TEXT:

--- START ---

LudvigOlsen / groupdata2

R-package: Methods for dividing data into groups. Create balanced partitions and cross-validation folds. Perform time series windowing and general grouping and splitting of data. Balance existing groups with up- and downsampling or collapse them to fewer groups.
Other
27 stars 3 forks source link

Fix implementation of multiple unique fold columns for repeated cross-validation #6

Closed LudvigOlsen closed 5 years ago

LudvigOlsen commented 5 years ago

TODO for the new functionality (quick implementation) in fold(), intended for repeated cross-validation (repeatedCV branch):

  1. When detecting identical fold columns it repeats column comparisons in secondary iterations. This is unnecessary. Also, create tests to see how this scales with bigger datasets.

--- END ---

USING THE INFORMATION:
1. According to the groupdata2 issue, which branch is the new fold() functionality intended for?
2. Decide whether each statement agrees with the groupdata2 issue, and quote the words that settle it: (a) LudvigOlsen closed the issue. (b) The package has 27 forks. (c) Detecting identical fold columns repeats column comparisons in secondary iterations.
3. Carry on the groupdata2 issue from the point where it stops.
The stored items after this point have no role in any of the work here.

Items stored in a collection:

--- START ---

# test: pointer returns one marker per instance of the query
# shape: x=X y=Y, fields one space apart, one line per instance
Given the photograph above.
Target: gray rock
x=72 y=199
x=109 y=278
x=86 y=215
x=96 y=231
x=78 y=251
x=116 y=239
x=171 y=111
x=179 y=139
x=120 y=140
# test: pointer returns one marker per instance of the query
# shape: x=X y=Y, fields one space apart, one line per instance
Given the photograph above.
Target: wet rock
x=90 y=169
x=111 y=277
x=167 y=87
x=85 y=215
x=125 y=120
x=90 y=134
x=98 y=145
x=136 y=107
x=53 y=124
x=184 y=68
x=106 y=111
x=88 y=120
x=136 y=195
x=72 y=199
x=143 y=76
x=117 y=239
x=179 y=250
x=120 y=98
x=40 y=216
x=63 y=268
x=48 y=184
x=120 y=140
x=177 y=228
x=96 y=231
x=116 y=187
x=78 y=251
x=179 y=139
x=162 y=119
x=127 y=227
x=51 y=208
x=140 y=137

--- END ---

RESULTS OF THE TASKS:
1. The repeatedCV branch.

2.
(a) Yes: "Closed LudvigOlsen closed 5 years ago"
(b) No: "27 stars 3 forks"
(c) Yes: "When detecting identical fold columns it repeats column comparisons in secondary iterations."

3.
  2. For each iteration of creating new fold columns, it creates num_fold_cols columns. This was kind of a lazy implementation. Could perhaps save time by adding 1 or a few at a time.

Seems like there's room for improvement.

LudvigOlsen commented 5 years ago

Fixed both of these.

Then found that you can use unique(as.matrix(data), MARGIN=2) to do a similar thing and test against current approach:

code:

`set.seed(1) df <- data.frame("participant" = factor(rep(c('1','2', '3', '4', '5', '6'), 3)), "age" = rep(c(25,65,34), 3), "diagnosis" = rep(c('a', 'b', 'a', 'a', 'b', 'b'), 3), "score" = c(34,23,54,23,56,76,43,56,76,42,54,1,5,76,34,76,23,65))

df <- df %>% dplyr::arrange(participant, score)

system.time({
df_folded_100reps <- fold(df, 3, num_col = 'score', num_fold_cols=100,max_iters = 100) }) ` Current approach: user system elapsed 16.939 0.266 17.310

Using unique: user system elapsed 247.794 4.186 253.402

So sticking to my own approach. One reason for the difference may be, that I only compare two columns once, while unique can compare two columns up to 100 times in the example.